__Records from a data collection__.
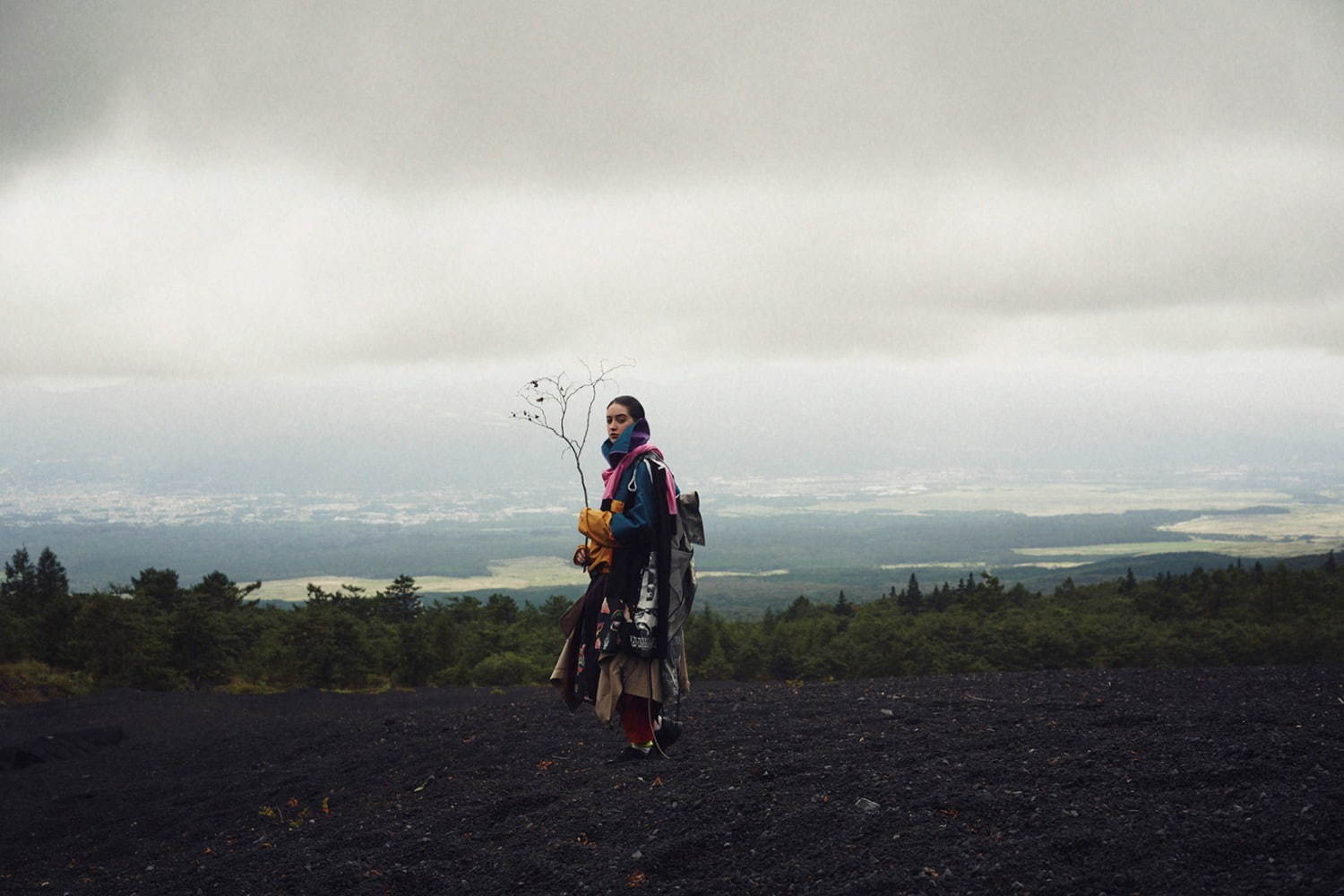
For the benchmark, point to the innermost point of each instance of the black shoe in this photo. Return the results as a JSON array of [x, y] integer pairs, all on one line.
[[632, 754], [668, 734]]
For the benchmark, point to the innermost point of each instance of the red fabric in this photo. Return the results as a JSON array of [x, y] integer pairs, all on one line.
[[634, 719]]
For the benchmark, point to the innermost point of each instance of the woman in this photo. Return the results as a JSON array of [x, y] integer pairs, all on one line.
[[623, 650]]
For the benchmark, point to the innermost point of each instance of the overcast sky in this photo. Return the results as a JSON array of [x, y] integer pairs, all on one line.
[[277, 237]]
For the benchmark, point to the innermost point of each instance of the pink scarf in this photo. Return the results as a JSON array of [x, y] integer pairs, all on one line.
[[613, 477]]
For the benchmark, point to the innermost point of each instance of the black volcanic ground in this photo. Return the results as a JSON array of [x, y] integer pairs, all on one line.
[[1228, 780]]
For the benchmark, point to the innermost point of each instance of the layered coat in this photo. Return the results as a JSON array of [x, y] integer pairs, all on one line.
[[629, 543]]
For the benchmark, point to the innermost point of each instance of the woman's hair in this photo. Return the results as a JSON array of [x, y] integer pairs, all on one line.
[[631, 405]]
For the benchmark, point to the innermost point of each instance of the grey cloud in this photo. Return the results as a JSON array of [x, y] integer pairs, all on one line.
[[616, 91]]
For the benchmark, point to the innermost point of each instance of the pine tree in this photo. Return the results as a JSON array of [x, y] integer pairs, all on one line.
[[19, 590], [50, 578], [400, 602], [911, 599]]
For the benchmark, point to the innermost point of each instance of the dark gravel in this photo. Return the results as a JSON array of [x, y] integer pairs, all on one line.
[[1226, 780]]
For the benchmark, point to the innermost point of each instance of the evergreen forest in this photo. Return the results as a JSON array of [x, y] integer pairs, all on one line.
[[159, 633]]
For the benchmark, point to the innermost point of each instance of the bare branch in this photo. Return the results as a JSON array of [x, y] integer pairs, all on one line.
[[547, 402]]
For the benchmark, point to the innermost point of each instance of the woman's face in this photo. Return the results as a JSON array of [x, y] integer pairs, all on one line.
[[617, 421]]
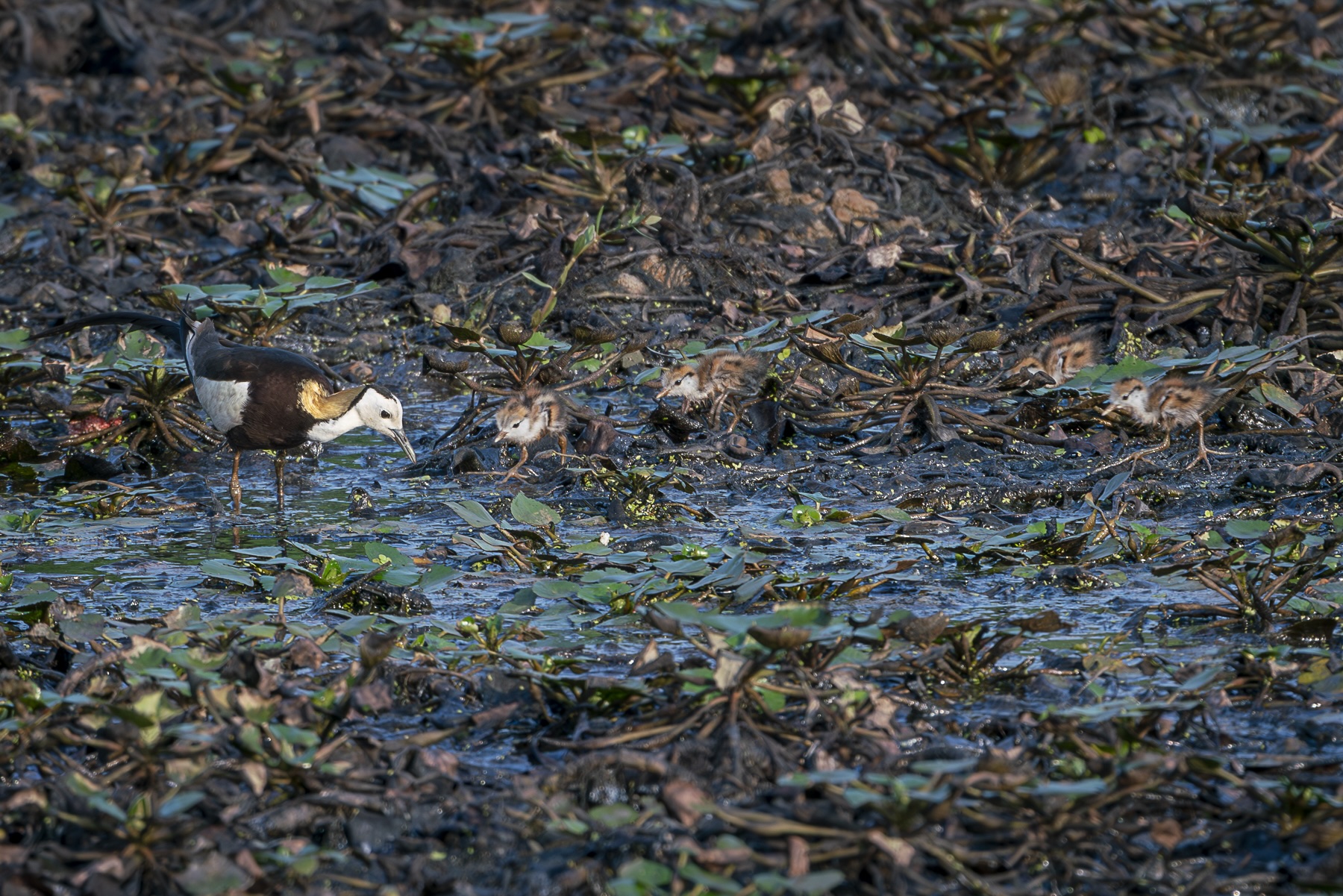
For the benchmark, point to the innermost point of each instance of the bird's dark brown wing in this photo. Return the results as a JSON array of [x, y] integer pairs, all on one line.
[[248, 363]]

__Task to carry out__.
Please retype the lines from the one that contains "the woman's hair" to the final line of the records, both included, exactly as written and without any pictures.

__Output for this exercise__.
For the benchmark, point to the innermost point of each instance of the woman's hair in this photo. Return the results as a JSON array of [x, y] integer pairs, all on one line.
[[631, 405]]
For the benchmark, point to the innermost point of each instance of the grey cloud in this photo. Return the results as a JSON array of [x, y] integer pairs, all on one line.
[[616, 91]]
For the benchmark, point to the innermost point of each instance of the pine tree in this photo. Return the results as a JSON array of [x, y] integer pairs, all on one line.
[[19, 590], [50, 578], [400, 602], [911, 599]]
For the benchmark, point to the innermost point of each instance of the dark gravel in this photo. Return the results as a JSON array of [x, y] integer pairs, all on one line.
[[1226, 780]]
For the benchmark, point to the innermost point of each instance of the evergreen forest in this photo. Return the results as a JSON array of [x, y] integer pairs, all on one line.
[[159, 633]]
For the benchmark, point to the innermost point of each instance of the bare branch in this photo. Return the results as a JSON array of [x, y] integer pairs, all on one line.
[[547, 402]]
For the benchmark, point to the innermost point of each instance of the woman's face in this photo. Return the results as a JSON array of [x, y] integer pairs, all on one line.
[[617, 421]]
For the benchmark, point to the innermost point of each instance of the bird's dark brown wing in this photo. Return the results as a JSON array of [x, y] integer pairs, all on one line.
[[248, 363]]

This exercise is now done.